▸ **Tarefa breve 1**
Segundo a notícia sobre o Renda Cidadã, de onde o governo propôs tirar recursos para financiar o programa?
▸ **Tarefa breve 2**
Transcreva da notícia sobre o Renda Cidadã o trecho que começa em "Por sua vez, o" e termina em "social do governo.".
▸ **Tarefa breve 3**
Reescreva de forma mais breve o parágrafo da notícia sobre o Renda Cidadã que começa com "A proposta do novo programa social", mantendo seus fatos principais.

▸ **Fonte**
○ ○ ○ ○ ○
Relatora do projeto na Câmara diz que há falta de entendimento da importância da educação. Para ONG, ideia é ‘alarmante’
Parlamentares receberam mal a proposta do governo de direcionar recursos de precatórios e do Fundeb para o programa Renda Cidadã apresentada nessa segunda-feira. A ideia foi criticada pelos relatores do projeto no Senado e na Câmara, além de outros deputados ligados à educação ouvidos pelo GLOBO.
Nas palavras do senador Flávio Arns (Podemos-PR), relator do Fundeb na Casa, a proposta do governo é um “absurdo completo, lastimável e impensável”:
— Tirar dinheiro da educação é lesa-pátria na minha opinião. São pessoas que não entendem do assunto e querem lesar o Brasil tirando dinheiro da educação. Agora, precisa de programas sociais? Qualquer país desenvolvido do mundo precisa, e nós precisamos e vamos precisar sempre. Mas isso tem que ser com recursos da assistência, da promoção.
Por sua vez, o relator da proposta de emenda à Constituição que cria o Renda Cidadã, senador Marcio Btitar (MDB-AC), rebateu críticas à proposta de adiar o pagamento de dívidas judiciais da União, os chamados precatórios, para financiar o novo programa social do governo.
A proposta do novo programa social do governo foi apresentada nessa segunda-feira. Havia uma expectativa de que fosse apresentada também a segunda etapa da reforma tributária, mas não houve consenso entre os líderes no Congresso e o governo. Com isso, o envio da proposta ficou para depois das eleições.
○ ○ ○ ○ ○
▸ **Dados fornecidos**
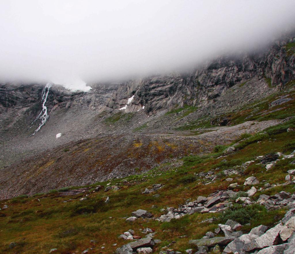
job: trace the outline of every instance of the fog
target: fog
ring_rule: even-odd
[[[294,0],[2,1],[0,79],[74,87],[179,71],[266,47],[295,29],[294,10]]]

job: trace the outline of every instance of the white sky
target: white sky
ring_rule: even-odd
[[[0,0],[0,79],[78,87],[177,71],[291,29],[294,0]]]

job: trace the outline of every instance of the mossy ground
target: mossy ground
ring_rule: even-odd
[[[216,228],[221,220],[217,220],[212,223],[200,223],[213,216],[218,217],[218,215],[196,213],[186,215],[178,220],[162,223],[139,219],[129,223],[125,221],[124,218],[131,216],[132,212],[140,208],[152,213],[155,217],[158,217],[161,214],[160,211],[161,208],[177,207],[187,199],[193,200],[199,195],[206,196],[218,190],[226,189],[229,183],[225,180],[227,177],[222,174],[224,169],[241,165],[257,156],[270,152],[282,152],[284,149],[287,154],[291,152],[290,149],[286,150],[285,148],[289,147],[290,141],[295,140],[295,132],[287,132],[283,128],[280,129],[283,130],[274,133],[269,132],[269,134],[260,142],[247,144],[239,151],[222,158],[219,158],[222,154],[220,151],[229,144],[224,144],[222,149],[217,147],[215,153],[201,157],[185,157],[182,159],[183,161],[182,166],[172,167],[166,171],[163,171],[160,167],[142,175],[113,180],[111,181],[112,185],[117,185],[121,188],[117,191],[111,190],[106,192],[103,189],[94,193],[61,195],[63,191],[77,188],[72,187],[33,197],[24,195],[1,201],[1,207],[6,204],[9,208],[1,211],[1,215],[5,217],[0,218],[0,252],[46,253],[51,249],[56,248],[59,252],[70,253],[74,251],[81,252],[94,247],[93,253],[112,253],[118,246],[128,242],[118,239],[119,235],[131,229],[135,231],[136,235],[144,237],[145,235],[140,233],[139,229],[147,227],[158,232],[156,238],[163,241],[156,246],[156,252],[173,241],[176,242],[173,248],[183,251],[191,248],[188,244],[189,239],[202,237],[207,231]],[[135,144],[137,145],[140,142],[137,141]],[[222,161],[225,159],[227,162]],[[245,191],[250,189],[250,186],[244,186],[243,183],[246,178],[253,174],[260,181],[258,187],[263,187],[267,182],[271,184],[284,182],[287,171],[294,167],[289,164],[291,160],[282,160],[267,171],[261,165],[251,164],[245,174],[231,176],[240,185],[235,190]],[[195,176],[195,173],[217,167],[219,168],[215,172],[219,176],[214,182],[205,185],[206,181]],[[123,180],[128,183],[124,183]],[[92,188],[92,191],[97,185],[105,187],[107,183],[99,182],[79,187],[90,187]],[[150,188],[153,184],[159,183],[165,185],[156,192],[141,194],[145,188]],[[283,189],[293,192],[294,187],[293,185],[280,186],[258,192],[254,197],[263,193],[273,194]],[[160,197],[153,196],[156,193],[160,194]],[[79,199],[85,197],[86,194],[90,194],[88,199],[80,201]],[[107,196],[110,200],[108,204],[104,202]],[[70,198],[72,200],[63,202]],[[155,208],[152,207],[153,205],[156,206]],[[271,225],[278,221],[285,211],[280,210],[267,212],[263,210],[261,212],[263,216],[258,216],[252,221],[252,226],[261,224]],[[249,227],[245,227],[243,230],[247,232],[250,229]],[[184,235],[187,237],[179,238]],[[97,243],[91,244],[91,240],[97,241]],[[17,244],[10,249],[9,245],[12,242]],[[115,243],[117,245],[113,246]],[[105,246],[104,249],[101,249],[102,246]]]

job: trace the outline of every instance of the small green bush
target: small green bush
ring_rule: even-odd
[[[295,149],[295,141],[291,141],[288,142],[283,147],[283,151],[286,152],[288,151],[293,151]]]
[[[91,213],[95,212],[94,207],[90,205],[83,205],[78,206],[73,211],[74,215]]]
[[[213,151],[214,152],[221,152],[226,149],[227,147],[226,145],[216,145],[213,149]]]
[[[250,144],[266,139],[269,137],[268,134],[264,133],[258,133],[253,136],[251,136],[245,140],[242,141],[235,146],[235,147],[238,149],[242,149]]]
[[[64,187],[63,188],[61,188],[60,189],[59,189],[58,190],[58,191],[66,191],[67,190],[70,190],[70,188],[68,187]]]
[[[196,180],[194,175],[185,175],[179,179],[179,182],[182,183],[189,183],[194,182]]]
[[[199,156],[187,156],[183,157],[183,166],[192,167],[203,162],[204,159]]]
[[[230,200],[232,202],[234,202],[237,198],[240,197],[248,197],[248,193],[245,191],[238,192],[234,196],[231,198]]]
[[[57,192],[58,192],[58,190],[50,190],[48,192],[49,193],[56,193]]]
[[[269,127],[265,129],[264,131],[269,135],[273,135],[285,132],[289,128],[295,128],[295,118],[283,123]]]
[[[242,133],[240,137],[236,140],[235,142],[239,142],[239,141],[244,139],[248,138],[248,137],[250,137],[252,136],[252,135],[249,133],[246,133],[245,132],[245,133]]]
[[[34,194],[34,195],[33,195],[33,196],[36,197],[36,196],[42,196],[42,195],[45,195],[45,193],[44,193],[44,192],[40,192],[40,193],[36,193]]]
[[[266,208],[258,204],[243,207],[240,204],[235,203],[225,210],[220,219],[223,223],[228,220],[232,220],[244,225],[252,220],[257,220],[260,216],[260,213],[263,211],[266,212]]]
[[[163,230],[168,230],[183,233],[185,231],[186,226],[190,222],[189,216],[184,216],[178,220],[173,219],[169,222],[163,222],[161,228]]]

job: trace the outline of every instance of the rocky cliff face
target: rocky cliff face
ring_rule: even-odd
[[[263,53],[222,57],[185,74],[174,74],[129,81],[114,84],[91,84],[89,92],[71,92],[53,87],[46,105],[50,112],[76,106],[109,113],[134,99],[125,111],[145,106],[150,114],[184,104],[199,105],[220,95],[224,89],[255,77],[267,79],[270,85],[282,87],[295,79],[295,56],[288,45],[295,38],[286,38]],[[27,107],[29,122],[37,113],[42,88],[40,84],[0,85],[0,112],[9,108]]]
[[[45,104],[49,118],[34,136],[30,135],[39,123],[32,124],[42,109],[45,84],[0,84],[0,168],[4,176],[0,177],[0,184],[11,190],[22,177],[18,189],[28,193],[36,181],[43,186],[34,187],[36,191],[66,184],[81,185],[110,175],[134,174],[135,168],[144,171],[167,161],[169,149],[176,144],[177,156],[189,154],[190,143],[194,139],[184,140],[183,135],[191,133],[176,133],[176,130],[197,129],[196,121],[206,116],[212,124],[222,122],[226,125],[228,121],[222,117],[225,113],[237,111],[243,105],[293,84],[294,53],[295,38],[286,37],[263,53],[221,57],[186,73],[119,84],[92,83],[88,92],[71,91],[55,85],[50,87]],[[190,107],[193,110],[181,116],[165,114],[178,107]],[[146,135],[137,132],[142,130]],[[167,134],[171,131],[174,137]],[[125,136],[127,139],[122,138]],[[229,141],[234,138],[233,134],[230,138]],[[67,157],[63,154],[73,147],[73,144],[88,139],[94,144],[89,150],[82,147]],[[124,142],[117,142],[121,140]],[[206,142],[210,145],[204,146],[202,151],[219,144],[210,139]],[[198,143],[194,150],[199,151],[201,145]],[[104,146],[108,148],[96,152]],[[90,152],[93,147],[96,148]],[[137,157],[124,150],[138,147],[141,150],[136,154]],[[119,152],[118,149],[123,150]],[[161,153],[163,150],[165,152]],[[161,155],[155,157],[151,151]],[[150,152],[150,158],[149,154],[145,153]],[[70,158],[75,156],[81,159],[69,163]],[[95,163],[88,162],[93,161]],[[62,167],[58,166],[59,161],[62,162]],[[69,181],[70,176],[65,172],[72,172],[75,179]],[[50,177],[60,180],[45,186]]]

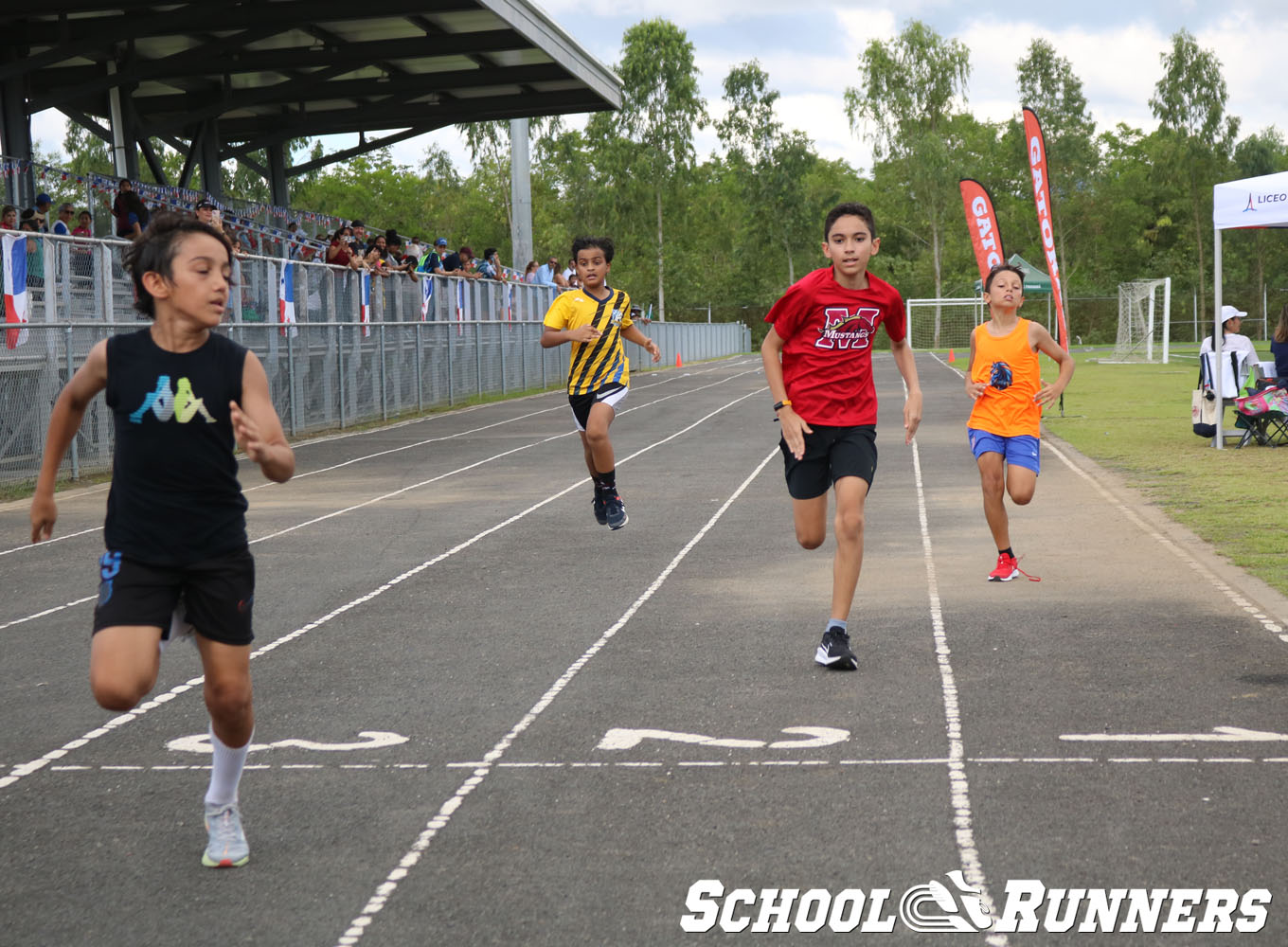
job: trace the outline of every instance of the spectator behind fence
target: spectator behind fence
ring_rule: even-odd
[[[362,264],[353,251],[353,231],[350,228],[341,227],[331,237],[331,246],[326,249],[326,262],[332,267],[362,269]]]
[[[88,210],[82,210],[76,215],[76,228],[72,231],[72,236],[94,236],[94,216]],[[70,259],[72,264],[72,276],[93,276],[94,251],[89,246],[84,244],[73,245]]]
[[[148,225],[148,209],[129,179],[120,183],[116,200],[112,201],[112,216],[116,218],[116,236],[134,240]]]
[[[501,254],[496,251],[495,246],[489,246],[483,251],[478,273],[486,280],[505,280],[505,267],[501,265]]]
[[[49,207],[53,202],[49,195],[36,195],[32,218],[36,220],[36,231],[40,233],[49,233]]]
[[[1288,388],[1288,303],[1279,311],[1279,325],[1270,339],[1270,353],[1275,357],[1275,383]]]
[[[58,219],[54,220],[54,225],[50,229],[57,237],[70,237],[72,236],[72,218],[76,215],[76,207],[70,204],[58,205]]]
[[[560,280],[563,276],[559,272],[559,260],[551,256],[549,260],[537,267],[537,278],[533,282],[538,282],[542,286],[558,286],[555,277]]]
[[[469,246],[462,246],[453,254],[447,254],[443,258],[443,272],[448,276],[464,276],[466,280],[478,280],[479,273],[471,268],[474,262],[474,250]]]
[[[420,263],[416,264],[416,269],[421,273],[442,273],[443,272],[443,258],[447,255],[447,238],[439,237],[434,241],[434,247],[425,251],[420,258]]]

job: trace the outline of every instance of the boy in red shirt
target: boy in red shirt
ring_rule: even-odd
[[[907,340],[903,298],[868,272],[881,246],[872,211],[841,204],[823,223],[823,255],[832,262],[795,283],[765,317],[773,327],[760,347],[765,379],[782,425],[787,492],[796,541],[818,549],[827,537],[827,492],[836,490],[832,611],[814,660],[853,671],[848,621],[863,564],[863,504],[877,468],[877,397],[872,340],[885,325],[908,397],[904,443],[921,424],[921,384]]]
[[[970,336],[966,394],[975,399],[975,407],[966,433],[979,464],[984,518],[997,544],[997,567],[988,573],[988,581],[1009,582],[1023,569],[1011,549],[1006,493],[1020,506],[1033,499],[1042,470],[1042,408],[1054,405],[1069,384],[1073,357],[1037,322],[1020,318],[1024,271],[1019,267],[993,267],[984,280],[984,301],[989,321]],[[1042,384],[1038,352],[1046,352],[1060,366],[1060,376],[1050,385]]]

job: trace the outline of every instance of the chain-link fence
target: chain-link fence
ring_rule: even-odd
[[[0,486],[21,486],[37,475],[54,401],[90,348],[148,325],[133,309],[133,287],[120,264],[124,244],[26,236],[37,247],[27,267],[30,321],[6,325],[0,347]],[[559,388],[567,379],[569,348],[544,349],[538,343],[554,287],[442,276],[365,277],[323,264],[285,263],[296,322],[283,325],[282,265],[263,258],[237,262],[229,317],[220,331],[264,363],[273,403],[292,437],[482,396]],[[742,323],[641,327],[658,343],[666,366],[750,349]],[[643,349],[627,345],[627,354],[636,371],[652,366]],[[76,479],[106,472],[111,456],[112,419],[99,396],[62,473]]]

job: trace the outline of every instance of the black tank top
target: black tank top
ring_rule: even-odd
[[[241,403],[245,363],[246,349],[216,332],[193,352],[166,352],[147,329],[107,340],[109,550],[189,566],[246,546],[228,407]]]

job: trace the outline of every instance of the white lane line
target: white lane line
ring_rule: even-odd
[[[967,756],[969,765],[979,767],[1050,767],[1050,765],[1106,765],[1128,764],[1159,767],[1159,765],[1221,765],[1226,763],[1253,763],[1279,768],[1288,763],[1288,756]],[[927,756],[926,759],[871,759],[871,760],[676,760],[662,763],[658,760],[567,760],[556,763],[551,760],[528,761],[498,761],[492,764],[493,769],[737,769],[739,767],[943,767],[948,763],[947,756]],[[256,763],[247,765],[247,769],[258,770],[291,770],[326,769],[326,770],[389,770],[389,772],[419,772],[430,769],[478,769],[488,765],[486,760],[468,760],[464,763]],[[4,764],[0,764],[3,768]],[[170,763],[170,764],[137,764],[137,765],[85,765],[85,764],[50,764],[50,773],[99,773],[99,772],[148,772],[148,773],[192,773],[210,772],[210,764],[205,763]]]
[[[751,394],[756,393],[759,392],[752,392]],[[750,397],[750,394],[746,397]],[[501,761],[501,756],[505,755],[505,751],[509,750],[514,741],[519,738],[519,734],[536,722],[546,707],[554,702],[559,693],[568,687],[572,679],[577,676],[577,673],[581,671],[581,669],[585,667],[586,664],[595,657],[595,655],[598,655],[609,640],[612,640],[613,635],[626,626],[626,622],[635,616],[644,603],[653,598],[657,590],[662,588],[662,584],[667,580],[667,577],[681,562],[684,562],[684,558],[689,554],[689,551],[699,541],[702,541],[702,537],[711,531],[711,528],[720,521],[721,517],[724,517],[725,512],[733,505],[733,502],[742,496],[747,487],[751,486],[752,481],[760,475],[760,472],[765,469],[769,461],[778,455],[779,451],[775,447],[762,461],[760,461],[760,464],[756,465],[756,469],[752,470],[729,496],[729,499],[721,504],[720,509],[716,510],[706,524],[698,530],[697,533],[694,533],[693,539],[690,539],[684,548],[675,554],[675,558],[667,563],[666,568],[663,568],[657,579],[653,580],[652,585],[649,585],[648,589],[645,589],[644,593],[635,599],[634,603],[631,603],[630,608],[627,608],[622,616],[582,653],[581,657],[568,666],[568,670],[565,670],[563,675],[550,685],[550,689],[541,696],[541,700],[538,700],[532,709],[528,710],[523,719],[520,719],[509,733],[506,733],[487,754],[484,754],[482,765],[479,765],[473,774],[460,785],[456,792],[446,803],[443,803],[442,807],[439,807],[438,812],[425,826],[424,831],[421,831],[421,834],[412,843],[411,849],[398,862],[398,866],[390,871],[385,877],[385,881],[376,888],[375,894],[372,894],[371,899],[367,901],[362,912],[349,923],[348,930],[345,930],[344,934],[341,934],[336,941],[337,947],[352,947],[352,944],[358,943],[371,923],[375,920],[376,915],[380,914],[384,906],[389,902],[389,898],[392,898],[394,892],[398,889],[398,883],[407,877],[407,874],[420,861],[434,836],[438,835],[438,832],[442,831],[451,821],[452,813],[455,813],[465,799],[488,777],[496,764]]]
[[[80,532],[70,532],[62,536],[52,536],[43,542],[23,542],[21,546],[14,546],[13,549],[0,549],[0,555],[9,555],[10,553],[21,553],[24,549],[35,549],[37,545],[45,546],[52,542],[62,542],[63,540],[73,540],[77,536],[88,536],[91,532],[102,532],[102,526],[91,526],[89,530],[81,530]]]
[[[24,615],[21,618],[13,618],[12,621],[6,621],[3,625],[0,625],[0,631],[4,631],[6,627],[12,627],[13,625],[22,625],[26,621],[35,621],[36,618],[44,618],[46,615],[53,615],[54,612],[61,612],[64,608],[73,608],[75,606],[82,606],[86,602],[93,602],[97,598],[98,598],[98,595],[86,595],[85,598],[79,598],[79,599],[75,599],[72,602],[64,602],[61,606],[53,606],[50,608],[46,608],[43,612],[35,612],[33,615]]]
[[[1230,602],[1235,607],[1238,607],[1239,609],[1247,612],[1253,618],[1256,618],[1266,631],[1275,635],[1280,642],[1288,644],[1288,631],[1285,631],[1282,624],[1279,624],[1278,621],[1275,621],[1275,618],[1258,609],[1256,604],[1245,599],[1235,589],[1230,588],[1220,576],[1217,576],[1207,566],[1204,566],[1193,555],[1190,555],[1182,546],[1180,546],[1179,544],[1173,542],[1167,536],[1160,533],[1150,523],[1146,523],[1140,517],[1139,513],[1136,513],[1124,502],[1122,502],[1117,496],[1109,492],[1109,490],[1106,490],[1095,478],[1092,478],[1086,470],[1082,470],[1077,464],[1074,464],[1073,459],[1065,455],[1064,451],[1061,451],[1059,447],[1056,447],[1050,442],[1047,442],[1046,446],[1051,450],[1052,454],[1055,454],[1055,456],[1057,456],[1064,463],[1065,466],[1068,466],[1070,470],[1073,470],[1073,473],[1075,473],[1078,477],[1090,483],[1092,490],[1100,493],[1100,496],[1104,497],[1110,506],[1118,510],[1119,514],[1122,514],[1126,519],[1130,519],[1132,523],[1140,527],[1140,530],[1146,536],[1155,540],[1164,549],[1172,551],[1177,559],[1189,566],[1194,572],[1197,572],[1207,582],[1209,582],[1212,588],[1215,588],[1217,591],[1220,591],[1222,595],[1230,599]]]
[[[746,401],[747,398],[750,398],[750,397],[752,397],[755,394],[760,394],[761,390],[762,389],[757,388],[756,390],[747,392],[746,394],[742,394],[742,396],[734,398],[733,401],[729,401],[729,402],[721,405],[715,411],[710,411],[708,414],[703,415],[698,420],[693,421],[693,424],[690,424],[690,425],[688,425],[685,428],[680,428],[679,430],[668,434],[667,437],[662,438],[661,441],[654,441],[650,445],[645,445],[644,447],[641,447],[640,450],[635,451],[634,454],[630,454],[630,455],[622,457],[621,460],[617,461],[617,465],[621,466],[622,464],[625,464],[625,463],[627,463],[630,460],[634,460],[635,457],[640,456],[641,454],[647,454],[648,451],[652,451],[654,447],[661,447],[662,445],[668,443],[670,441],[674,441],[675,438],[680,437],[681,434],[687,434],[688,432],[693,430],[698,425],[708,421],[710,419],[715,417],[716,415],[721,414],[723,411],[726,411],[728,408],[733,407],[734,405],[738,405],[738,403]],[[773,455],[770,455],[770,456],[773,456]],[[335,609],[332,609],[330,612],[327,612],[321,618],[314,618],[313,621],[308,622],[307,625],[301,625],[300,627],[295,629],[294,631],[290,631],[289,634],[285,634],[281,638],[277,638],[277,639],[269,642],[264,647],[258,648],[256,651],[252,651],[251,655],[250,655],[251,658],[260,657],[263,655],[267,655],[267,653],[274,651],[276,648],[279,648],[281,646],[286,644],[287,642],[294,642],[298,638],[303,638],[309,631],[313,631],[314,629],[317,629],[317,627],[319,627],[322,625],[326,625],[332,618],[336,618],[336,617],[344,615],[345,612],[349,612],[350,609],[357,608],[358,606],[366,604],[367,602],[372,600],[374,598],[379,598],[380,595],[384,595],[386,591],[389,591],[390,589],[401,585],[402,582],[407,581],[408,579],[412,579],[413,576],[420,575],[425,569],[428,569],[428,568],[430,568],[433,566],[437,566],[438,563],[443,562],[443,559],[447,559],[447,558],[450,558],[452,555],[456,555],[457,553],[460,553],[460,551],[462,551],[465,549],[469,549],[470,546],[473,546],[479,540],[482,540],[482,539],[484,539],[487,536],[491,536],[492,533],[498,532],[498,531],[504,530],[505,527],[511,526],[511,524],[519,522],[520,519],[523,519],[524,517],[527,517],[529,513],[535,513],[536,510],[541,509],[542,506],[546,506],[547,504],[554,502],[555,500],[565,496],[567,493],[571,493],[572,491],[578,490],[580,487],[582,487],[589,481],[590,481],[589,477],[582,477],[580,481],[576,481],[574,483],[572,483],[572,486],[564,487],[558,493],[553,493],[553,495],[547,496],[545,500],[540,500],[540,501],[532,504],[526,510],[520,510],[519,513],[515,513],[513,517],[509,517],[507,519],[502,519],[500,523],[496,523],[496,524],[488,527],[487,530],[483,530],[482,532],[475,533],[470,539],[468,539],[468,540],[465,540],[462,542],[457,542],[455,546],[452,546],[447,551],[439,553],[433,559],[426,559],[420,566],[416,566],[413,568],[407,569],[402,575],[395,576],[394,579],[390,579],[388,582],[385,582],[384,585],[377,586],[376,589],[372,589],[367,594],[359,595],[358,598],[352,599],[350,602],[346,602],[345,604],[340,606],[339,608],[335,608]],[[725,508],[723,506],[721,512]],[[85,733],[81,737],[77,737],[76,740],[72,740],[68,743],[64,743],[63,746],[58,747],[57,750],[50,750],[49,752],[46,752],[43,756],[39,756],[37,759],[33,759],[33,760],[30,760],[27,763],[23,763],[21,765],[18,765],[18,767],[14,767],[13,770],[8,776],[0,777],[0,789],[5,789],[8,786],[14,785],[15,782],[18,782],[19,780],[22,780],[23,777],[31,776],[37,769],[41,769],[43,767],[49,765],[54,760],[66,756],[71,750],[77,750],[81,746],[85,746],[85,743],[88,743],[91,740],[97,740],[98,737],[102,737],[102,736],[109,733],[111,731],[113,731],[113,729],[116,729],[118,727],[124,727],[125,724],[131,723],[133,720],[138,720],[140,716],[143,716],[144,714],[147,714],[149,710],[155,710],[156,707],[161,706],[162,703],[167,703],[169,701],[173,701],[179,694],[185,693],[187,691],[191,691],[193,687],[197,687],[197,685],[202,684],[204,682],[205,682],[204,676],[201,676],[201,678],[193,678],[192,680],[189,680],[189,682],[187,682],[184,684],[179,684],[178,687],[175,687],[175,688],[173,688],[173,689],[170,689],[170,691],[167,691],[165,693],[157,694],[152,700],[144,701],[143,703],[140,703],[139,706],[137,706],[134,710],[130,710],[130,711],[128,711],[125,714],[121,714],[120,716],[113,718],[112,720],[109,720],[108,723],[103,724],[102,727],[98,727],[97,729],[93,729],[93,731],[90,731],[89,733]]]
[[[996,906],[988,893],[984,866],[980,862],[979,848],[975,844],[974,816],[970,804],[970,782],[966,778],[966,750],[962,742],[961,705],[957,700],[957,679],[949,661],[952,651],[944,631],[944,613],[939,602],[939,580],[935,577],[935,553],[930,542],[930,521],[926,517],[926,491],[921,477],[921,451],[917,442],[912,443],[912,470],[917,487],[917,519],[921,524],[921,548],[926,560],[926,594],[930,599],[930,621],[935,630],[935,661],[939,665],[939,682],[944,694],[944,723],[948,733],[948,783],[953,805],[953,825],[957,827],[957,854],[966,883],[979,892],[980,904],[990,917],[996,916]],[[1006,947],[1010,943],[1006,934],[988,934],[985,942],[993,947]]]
○ ○ ○ ○ ○
▸ **Resposta completa 1**
De precatórios e do Fundeb.

▸ **Resposta completa 2**
Por sua vez, o relator da proposta de emenda à Constituição que cria o Renda Cidadã, senador Marcio Btitar (MDB-AC), rebateu críticas à proposta de adiar o pagamento de dívidas judiciais da União, os chamados precatórios, para financiar o novo programa social do governo.

▸ **Resposta completa 3**
O novo programa social do governo foi apresentado nessa segunda-feira. Esperava-se também a segunda etapa da reforma tributária, mas, sem consenso entre os líderes no Congresso e o governo, seu envio ficou para depois das eleições.